● RECORD SET:
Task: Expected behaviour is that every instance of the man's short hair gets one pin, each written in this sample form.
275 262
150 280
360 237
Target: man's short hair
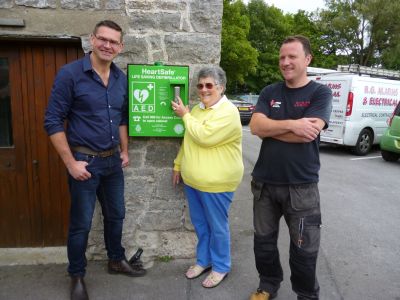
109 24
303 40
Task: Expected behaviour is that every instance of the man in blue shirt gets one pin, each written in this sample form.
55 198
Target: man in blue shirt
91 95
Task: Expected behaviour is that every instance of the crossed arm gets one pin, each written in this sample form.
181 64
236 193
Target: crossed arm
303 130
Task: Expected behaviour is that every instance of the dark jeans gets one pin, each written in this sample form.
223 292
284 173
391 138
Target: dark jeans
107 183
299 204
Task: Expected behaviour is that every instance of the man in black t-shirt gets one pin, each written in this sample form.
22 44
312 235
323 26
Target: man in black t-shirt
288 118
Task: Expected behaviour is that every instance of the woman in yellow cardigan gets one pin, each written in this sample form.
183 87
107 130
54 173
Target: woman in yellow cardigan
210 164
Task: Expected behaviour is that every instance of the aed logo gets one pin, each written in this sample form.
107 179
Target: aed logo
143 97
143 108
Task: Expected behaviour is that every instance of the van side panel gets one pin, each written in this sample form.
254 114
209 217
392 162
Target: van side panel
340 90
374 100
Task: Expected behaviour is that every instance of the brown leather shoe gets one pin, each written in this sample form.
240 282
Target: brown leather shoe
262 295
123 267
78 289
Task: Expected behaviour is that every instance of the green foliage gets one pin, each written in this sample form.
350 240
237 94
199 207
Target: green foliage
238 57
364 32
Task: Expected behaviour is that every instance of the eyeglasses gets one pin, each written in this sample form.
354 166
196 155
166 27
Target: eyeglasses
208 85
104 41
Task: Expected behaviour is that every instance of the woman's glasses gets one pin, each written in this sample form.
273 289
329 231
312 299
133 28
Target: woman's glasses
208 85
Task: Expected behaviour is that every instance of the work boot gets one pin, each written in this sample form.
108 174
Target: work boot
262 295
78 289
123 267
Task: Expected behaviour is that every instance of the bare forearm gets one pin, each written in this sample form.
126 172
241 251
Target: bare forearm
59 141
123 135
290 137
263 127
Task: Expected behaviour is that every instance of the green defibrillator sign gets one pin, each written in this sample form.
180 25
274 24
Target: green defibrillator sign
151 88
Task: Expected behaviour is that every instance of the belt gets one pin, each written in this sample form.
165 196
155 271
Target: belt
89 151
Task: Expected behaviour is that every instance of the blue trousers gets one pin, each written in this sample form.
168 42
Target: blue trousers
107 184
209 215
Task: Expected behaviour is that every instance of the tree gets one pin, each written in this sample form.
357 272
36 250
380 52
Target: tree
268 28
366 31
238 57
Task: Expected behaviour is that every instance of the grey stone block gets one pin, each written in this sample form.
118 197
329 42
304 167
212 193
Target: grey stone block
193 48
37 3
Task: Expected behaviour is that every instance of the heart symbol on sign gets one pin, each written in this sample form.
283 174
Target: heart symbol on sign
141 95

* * *

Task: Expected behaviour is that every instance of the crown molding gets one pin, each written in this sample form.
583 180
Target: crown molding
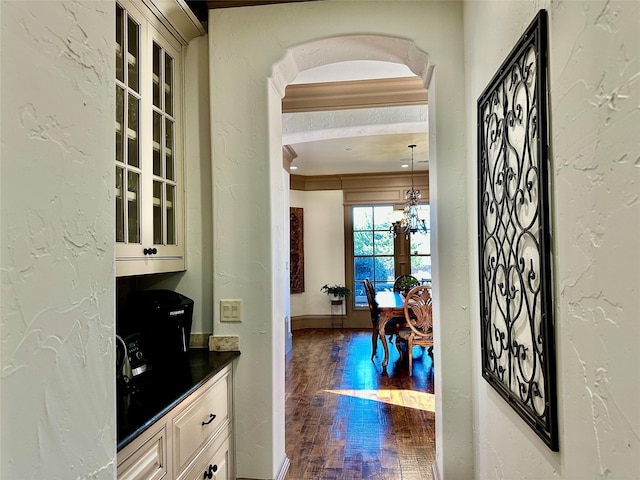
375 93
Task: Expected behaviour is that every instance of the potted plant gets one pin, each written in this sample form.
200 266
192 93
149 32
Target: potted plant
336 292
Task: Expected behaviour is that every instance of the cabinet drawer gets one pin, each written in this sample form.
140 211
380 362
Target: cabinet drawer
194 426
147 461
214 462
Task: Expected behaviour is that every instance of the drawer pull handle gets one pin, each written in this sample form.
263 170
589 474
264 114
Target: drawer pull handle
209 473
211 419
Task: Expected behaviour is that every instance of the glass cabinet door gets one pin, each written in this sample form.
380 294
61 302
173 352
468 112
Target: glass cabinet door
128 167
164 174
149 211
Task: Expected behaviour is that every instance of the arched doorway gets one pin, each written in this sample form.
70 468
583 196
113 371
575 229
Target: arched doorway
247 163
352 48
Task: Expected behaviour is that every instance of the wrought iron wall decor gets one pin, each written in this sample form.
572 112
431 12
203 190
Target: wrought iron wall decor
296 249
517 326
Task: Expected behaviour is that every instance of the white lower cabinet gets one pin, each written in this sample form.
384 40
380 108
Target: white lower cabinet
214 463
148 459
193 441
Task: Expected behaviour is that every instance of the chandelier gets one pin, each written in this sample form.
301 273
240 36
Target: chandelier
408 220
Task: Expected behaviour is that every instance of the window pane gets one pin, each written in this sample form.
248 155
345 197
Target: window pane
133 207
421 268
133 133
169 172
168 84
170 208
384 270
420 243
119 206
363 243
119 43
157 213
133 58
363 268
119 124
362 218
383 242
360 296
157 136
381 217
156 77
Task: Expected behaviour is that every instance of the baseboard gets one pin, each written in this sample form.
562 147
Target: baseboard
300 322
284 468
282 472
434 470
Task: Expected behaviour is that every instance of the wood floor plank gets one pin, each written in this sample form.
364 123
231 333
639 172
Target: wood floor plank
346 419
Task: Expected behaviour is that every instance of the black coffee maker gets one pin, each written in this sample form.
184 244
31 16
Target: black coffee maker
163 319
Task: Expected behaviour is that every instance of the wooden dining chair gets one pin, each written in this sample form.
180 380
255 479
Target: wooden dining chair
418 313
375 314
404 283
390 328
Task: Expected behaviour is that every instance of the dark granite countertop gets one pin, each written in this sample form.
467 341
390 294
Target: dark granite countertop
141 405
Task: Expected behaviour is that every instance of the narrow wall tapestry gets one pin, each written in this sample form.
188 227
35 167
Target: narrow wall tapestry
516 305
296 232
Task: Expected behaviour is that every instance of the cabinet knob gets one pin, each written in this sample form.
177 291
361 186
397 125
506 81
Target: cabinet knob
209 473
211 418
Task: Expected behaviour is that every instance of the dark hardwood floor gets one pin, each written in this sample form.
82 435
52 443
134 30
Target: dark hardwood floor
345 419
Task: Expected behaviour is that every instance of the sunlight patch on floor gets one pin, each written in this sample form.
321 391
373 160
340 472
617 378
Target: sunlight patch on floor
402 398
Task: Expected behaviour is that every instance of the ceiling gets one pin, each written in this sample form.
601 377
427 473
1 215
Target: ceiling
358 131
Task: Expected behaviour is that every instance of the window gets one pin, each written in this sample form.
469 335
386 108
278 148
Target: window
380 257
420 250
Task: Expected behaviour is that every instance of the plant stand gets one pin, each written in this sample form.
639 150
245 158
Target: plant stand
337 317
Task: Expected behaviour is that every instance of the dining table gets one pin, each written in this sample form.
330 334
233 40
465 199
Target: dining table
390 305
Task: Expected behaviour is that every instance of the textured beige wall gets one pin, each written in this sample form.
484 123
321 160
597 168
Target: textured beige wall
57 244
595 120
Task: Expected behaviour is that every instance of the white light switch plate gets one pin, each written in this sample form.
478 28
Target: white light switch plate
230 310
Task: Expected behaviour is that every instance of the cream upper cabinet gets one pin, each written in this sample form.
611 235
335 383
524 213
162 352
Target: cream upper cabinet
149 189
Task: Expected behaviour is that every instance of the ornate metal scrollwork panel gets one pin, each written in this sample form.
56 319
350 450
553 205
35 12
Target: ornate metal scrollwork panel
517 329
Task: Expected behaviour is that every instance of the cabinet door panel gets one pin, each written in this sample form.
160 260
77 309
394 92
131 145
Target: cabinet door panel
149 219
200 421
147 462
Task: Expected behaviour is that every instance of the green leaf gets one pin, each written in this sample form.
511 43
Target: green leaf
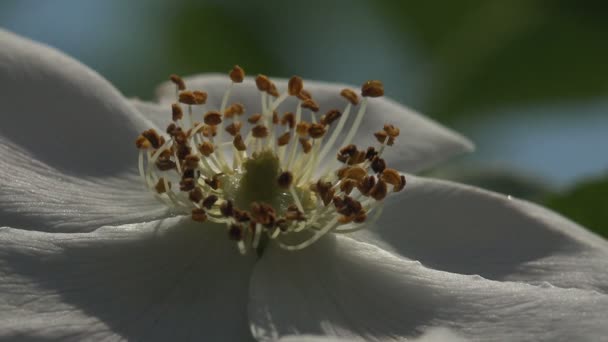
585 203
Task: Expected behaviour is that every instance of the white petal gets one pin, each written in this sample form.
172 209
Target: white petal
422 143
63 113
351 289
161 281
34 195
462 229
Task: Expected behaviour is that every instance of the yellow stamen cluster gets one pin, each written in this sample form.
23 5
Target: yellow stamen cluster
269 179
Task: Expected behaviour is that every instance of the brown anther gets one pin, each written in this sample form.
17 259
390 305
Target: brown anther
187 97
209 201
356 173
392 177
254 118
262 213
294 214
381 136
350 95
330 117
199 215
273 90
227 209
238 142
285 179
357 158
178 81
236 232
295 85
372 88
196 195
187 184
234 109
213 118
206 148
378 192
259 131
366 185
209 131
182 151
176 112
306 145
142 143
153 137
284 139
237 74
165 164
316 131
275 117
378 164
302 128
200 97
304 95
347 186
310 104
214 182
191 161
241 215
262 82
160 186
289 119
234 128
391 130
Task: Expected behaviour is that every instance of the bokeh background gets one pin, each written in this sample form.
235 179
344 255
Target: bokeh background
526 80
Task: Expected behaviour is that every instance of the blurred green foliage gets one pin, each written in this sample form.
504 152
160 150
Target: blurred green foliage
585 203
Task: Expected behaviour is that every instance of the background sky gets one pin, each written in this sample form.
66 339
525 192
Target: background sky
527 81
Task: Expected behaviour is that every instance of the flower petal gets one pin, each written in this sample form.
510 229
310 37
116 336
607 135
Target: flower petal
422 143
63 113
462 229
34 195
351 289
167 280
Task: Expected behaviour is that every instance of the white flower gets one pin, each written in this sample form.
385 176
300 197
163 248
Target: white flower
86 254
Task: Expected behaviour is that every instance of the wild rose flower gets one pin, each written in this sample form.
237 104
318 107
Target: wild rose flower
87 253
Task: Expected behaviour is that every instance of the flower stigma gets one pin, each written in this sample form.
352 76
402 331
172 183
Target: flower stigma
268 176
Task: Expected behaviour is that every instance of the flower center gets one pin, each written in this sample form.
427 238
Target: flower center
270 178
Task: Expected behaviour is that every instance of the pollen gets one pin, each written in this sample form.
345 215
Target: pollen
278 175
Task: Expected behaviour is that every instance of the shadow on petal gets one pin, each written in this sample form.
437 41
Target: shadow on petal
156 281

● PROBLEM TO SOLVE:
Which lines in the rows above contain the word "short"? Find each one and copy it out in full.

● TASK ANSWER:
Task: Expected behaviour is that every instance of the man's short hair gets one pin, each written in this sample form.
Target: man's short hair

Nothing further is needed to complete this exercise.